Stored data entries
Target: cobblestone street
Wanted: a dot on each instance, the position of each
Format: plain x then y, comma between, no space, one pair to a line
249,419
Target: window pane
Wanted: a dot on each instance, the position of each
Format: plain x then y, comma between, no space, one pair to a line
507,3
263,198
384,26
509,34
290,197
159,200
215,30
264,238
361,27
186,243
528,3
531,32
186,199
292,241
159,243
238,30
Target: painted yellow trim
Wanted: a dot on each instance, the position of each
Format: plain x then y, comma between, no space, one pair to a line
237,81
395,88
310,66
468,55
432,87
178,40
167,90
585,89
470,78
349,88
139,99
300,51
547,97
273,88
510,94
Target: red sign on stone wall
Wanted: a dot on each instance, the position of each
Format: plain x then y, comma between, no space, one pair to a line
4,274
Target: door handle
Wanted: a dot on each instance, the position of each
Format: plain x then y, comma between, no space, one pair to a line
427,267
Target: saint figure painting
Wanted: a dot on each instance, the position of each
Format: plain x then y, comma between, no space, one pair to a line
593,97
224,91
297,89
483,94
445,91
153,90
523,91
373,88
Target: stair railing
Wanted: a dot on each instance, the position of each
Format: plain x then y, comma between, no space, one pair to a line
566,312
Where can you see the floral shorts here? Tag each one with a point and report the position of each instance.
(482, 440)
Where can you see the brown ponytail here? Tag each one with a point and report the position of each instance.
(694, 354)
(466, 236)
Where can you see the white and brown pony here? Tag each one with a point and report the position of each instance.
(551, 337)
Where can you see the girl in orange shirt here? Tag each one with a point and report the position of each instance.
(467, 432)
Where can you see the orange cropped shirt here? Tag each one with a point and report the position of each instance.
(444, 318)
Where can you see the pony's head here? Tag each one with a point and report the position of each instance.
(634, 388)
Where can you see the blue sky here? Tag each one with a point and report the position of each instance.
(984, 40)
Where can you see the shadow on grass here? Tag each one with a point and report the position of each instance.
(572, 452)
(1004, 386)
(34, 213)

Task: Scan the records above and report every line with the string "Target".

Task response:
Target: cobblestone street
Target: window pane
Target: painted yellow trim
Target: red sign on stone wall
Target: door handle
Target: saint figure painting
Target: stair railing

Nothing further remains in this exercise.